DO THIS: Copy out every line of the records below verbatim, omitting the pictures.

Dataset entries
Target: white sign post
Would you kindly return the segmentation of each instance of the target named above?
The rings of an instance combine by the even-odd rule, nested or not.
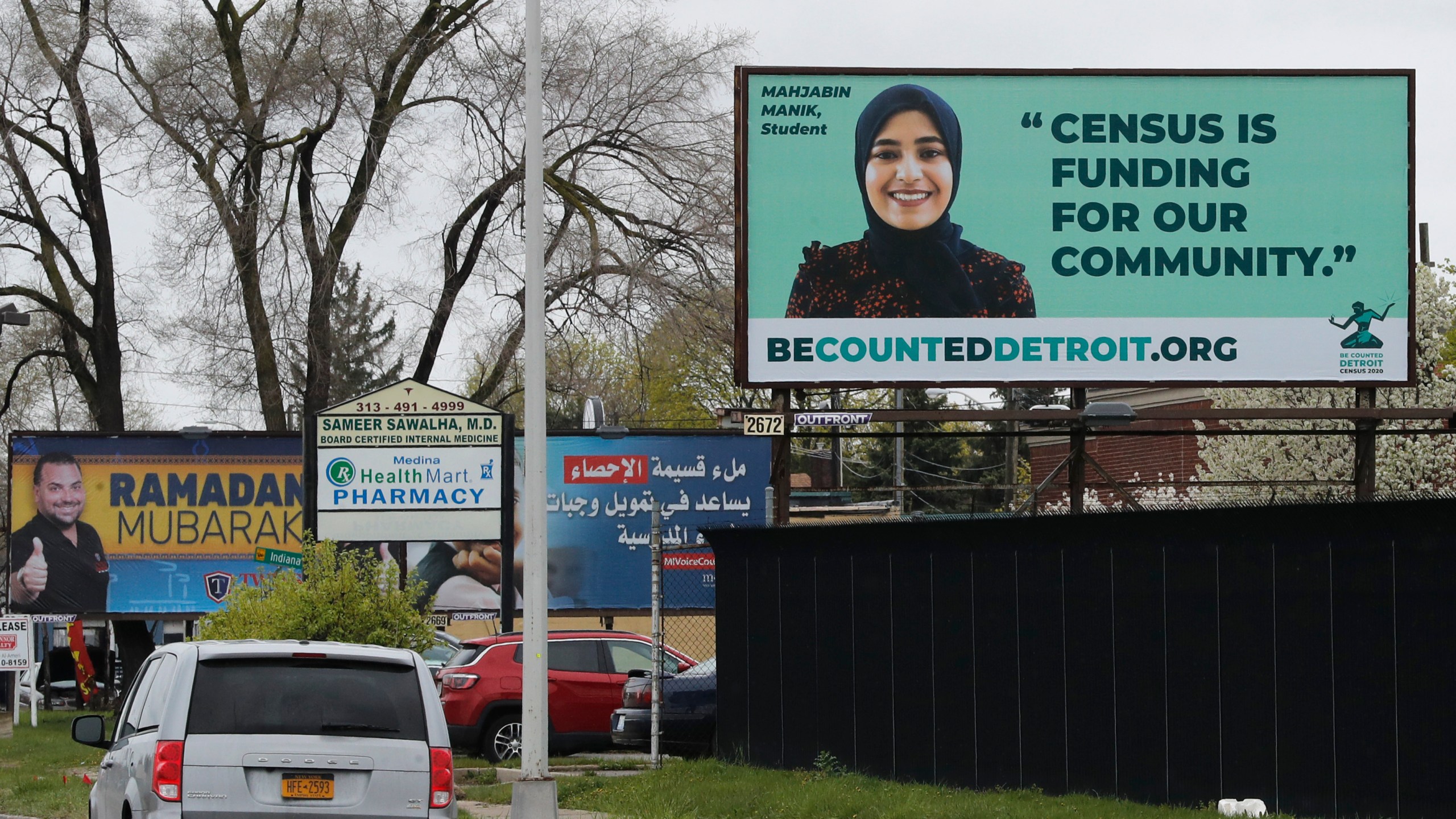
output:
[[[31,616],[0,616],[0,670],[15,672],[15,697],[10,704],[12,724],[20,724],[20,673],[31,669],[35,656],[31,638]],[[35,675],[31,675],[31,724],[35,716]]]

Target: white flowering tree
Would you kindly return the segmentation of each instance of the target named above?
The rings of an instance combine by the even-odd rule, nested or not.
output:
[[[1415,372],[1412,388],[1380,388],[1376,407],[1456,405],[1456,367],[1441,360],[1446,334],[1456,315],[1450,262],[1415,273]],[[1246,388],[1208,391],[1214,408],[1233,407],[1354,407],[1353,388]],[[1233,428],[1350,430],[1348,421],[1235,421]],[[1428,428],[1439,421],[1388,421],[1383,430]],[[1259,487],[1198,487],[1191,498],[1235,500],[1275,497],[1344,497],[1354,494],[1354,439],[1332,436],[1208,436],[1203,444],[1200,481],[1268,481]],[[1289,484],[1281,481],[1342,481]],[[1376,491],[1399,493],[1456,487],[1456,439],[1449,434],[1379,436]]]
[[[1415,373],[1412,388],[1380,388],[1376,407],[1456,405],[1456,294],[1450,280],[1456,265],[1415,271]],[[1356,405],[1354,388],[1235,388],[1210,389],[1214,410],[1261,407]],[[1382,430],[1421,430],[1440,421],[1388,421]],[[1354,437],[1350,421],[1232,421],[1235,430],[1331,430],[1328,436],[1200,436],[1203,466],[1179,488],[1175,475],[1134,478],[1123,488],[1143,506],[1191,506],[1207,501],[1350,497],[1354,494]],[[1091,471],[1089,471],[1091,472]],[[1165,479],[1166,478],[1166,479]],[[1095,481],[1091,477],[1089,481]],[[1219,485],[1216,481],[1258,481],[1257,485]],[[1124,501],[1105,487],[1088,487],[1083,507],[1120,507]],[[1376,491],[1408,493],[1456,487],[1456,436],[1382,434],[1376,439]],[[1067,493],[1044,501],[1044,510],[1063,510]]]

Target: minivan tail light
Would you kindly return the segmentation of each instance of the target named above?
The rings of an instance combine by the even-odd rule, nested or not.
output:
[[[451,799],[454,799],[454,758],[448,748],[431,748],[430,807],[446,807]]]
[[[464,691],[466,688],[473,688],[479,682],[479,676],[473,673],[447,673],[440,675],[440,682],[451,691]]]
[[[151,791],[163,802],[182,802],[182,742],[157,743],[151,756]]]

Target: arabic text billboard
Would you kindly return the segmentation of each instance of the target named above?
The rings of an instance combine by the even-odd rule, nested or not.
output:
[[[1408,382],[1414,82],[740,68],[740,380]]]
[[[517,491],[524,439],[515,439]],[[547,587],[552,609],[651,608],[652,501],[665,545],[702,544],[702,526],[761,525],[769,442],[738,434],[594,434],[546,439]],[[517,528],[517,535],[521,532]],[[499,606],[499,544],[408,545],[435,609]],[[515,581],[521,581],[517,549]],[[711,605],[712,549],[664,555],[668,599]]]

SOLVED EXERCISE:
Target: white sign post
Would you kindly return the segmentation of each instance of the target named above?
The rings of an instance combine by the even-odd rule, nested or not.
output:
[[[31,616],[0,616],[0,670],[15,672],[15,697],[10,704],[12,724],[20,724],[20,673],[31,669],[35,656],[31,638]],[[35,675],[31,675],[31,724],[35,716]]]

Target: white flowering tree
Would you kindly return the segmentation of each instance of the target named above?
The rings of an instance combine by the even-odd rule, nested or not.
output:
[[[1415,372],[1412,388],[1380,388],[1376,407],[1456,405],[1456,367],[1441,360],[1446,334],[1456,315],[1450,262],[1415,273]],[[1246,388],[1208,391],[1214,408],[1233,407],[1354,407],[1353,388]],[[1233,428],[1350,430],[1348,421],[1235,421]],[[1428,428],[1439,421],[1388,421],[1383,430]],[[1259,487],[1198,487],[1191,498],[1235,500],[1275,497],[1344,497],[1354,494],[1354,439],[1332,436],[1208,436],[1203,444],[1200,481],[1268,481]],[[1289,484],[1281,481],[1342,481]],[[1376,491],[1399,493],[1456,487],[1456,439],[1449,434],[1379,436]]]
[[[1415,373],[1412,388],[1380,388],[1376,407],[1456,405],[1456,294],[1450,280],[1456,265],[1415,271]],[[1356,405],[1354,388],[1235,388],[1210,389],[1214,410],[1261,407]],[[1382,430],[1421,430],[1440,421],[1388,421]],[[1354,437],[1350,421],[1232,421],[1235,430],[1331,430],[1328,436],[1200,436],[1203,466],[1179,488],[1175,475],[1134,478],[1123,488],[1143,506],[1191,506],[1207,501],[1350,497],[1354,494]],[[1091,471],[1089,471],[1091,472]],[[1165,479],[1166,478],[1166,479]],[[1095,481],[1091,477],[1089,481]],[[1219,485],[1216,481],[1258,481],[1257,485]],[[1124,501],[1105,487],[1088,487],[1083,507],[1120,507]],[[1376,491],[1408,493],[1456,487],[1456,436],[1382,434],[1376,439]],[[1067,493],[1044,501],[1044,510],[1063,510]]]

Target: minivan tail light
Would you kindly return the segmentation of each instance of the target named above?
The rings of an instance combine by the even-odd rule, nested or not.
output:
[[[451,799],[454,799],[454,758],[448,748],[431,748],[430,807],[446,807]]]
[[[464,691],[466,688],[473,688],[479,682],[479,676],[473,673],[447,673],[440,675],[440,682],[451,691]]]
[[[151,791],[163,802],[182,802],[182,742],[157,743],[151,756]]]

Target: arabic text billboard
Would you kindly return the segmentation of each instance of the target named above?
The rings of an instance combine by the even-odd rule, nested or not.
output:
[[[1408,382],[1414,82],[740,68],[740,380]]]
[[[517,491],[524,439],[515,439]],[[547,587],[552,609],[651,608],[652,501],[665,545],[702,544],[702,526],[761,525],[769,442],[738,434],[594,434],[546,439]],[[517,528],[517,535],[521,532]],[[499,606],[499,544],[408,545],[435,609]],[[515,581],[521,581],[517,549]],[[711,605],[712,549],[664,555],[668,599]]]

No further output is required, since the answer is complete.